Exercise goal
Transcribe every one of the entries below word for word, keeping each line and number as it appears.

== Extracted material ==

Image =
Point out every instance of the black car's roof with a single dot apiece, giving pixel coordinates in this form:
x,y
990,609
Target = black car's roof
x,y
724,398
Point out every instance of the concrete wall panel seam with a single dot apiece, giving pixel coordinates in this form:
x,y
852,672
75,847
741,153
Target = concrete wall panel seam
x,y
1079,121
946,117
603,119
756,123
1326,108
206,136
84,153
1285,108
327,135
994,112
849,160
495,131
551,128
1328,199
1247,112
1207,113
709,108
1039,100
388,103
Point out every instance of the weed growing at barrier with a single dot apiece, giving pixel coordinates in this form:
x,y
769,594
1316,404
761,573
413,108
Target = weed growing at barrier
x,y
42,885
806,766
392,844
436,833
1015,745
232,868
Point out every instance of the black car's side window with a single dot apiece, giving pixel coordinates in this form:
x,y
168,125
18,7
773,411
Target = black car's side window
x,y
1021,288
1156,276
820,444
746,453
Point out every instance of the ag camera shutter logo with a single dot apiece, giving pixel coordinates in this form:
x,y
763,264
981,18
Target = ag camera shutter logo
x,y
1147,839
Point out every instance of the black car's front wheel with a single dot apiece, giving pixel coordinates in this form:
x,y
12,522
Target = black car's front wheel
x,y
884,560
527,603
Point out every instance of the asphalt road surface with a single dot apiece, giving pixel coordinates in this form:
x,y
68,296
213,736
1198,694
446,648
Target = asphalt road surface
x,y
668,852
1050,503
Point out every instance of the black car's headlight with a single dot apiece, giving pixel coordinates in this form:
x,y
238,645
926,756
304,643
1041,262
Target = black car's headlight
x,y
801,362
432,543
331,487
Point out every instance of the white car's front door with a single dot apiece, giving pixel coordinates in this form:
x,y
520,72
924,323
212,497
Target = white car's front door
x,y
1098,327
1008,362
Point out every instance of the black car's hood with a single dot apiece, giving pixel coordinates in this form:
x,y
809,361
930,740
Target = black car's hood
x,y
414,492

===

The response
Image =
Point out every instance of the black car's roof with a single dot apiece, giving pixel coordinates in this form:
x,y
990,609
Target = black car's roof
x,y
724,398
Point out every instance of the concrete wall panel seam with a single dot apiece, giving pixel coordinates in this form:
x,y
852,672
75,847
741,153
Target = concrete wall panel seam
x,y
1079,121
946,117
603,119
756,123
1326,108
206,136
84,153
1285,108
327,135
994,112
849,160
495,131
551,128
1328,199
1247,112
1207,113
709,108
1039,100
388,103
Point out every instance of the weed growing at barrier with a single dot apiece, giving pixel coordinates in this form:
x,y
769,594
1316,404
761,573
413,108
Target = weed growing at barrier
x,y
42,885
806,766
392,844
436,833
1015,745
232,868
Point out every instance of the black car's side window with a single dot apiece, giving pixel coordinates in this form:
x,y
168,125
18,7
773,411
Target = black car's side window
x,y
1021,288
1156,276
820,444
746,453
Point out every instance of the ag camera shutter logo with a single dot apiece, giving pixel coordinates in this form:
x,y
763,264
981,18
Target = ag camera shutter logo
x,y
1147,839
Point out every instance of the black car's front wheel with a single dot apiece, giving pixel coordinates in this form:
x,y
12,522
Target = black car's front wheel
x,y
884,560
527,603
Point out every instance of the asphalt road surface with a single dot apiece, giving pixel coordinates in this form:
x,y
68,296
213,736
1198,694
446,648
Target = asphalt road surface
x,y
668,852
1050,503
Point out every instance of the black car's headlight with a single dot apiece, giving pixel coordinates in this form:
x,y
238,645
926,756
304,643
1041,262
Target = black car's headlight
x,y
801,362
432,543
331,487
Point out every instance of the white car's front door with a single dot apiece, giving pixel coordinates in this form:
x,y
520,72
924,323
212,497
Target = white car's front door
x,y
1098,327
1008,362
Point out every instance of the black car's hood with a single dot apiece, giving pixel coordinates in this form:
x,y
809,361
930,740
Target = black car's hood
x,y
414,492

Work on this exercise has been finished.